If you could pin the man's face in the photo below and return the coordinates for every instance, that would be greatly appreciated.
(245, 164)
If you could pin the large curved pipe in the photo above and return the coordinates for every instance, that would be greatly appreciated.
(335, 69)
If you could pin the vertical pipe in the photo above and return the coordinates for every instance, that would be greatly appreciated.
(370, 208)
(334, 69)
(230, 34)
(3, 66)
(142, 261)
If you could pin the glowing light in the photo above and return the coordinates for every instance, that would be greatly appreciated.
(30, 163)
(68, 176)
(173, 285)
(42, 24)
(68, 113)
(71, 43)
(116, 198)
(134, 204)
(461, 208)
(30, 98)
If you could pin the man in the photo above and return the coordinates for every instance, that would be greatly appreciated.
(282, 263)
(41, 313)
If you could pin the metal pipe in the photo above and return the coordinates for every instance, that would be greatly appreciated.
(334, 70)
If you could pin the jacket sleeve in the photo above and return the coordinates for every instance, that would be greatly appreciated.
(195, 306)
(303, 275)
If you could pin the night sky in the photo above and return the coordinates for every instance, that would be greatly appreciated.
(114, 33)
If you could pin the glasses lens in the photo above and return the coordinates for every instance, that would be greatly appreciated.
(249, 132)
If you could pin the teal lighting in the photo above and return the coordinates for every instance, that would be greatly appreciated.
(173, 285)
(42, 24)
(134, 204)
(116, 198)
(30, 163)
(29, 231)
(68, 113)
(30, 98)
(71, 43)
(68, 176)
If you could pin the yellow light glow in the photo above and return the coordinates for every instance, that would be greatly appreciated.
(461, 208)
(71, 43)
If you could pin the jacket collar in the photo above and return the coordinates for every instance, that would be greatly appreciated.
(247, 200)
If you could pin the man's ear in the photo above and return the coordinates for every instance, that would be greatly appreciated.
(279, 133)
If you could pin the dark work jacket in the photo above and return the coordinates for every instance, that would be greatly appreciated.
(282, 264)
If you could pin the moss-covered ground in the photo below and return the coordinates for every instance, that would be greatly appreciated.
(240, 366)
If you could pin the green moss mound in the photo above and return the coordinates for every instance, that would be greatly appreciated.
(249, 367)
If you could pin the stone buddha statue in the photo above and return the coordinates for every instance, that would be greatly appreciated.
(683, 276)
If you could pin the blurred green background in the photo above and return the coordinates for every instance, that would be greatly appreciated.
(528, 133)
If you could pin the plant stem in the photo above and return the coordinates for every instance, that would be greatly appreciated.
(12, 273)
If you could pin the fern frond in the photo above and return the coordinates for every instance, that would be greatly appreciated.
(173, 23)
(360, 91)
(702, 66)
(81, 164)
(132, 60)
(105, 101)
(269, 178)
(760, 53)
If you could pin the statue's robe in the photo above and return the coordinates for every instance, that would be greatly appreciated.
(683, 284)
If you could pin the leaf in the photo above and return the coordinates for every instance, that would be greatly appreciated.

════

== Instructions to follow ==
From the first line to the last, return the material exactly.

== Exercise result ==
If you could pin the man's face in the photo below and return the coordinates for every instance, that would be greatly appreciated.
(245, 164)
If you could pin the large curved pipe in the photo above and return the coordinates for every instance, that would be greatly appreciated.
(335, 69)
If you could pin the vertical pipe in the photo above and return the coordinates for every instance, that would be greatly appreciated.
(370, 208)
(334, 69)
(230, 34)
(3, 66)
(142, 261)
If you could pin the glowing light in the photo above and return the coordinates for every instance, that would be greatly appreciated.
(30, 163)
(68, 176)
(173, 285)
(42, 24)
(68, 113)
(71, 43)
(116, 198)
(134, 204)
(461, 208)
(30, 98)
If you could pin the man in the photo above and return the coordinates for every instance, that would be greatly appreciated.
(282, 263)
(41, 313)
If you could pin the metal pipe in the photo above and return the coordinates for every instance, that would be greatly appreciated.
(334, 70)
If you could pin the jacket sleeve in the photo above and return the coordinates for every instance, that would be greatly appreciated.
(195, 306)
(303, 275)
If you could pin the night sky in the photo above and return the coordinates for every instance, that would be greatly appreciated.
(114, 33)
If you could pin the glasses lens in the photo above and return the coordinates for every instance, that would be greatly appreciated.
(249, 132)
If you could pin the teal lighting in the photo above and return the coordinates for every instance, that would be greatly appreciated.
(173, 285)
(42, 24)
(134, 204)
(116, 198)
(30, 163)
(29, 231)
(68, 113)
(30, 98)
(71, 43)
(68, 176)
If you could pin the yellow light glow in the photo above and return the coordinates for every instance, that would be greatly appreciated.
(461, 208)
(71, 43)
If you could pin the jacket collar in the photo above and return the coordinates for every instance, that would be greatly appreciated.
(247, 200)
If you could pin the man's ear in the photo above and return the coordinates for every instance, that would be greatly appreciated.
(279, 133)
If you could pin the dark work jacket in the photo above and return the coordinates for every instance, that would be greatly appreciated.
(282, 264)
If you could pin the moss-covered ground in the photo below and return the coordinates for every instance, that would be greatly appreciated.
(240, 366)
If you could pin the green moss mound in the photo above and return the coordinates for every instance, that would be greatly appreciated.
(249, 367)
If you could pin the stone buddha statue in the photo above and return the coordinates for every instance, that would be greatly appreciated.
(683, 276)
If you could pin the blurred green background in the photo above and return the coordinates for every instance, that would be greatly appreciated.
(528, 133)
If you could pin the plant stem in the photo above and return the coordinates for every instance, that would be greatly appreciated.
(12, 273)
If you could pin the fern frond in the photo above and return the coordinates for every instance, that would be greatly appreciated.
(173, 23)
(360, 91)
(702, 66)
(81, 164)
(132, 60)
(105, 101)
(269, 178)
(760, 53)
If you could pin the statue's robe in the photo above and return the coordinates for every instance, that would be greatly appreciated.
(683, 284)
If you could pin the leaf in the photo above and return the coordinates for every instance, that would be greatly appreciated.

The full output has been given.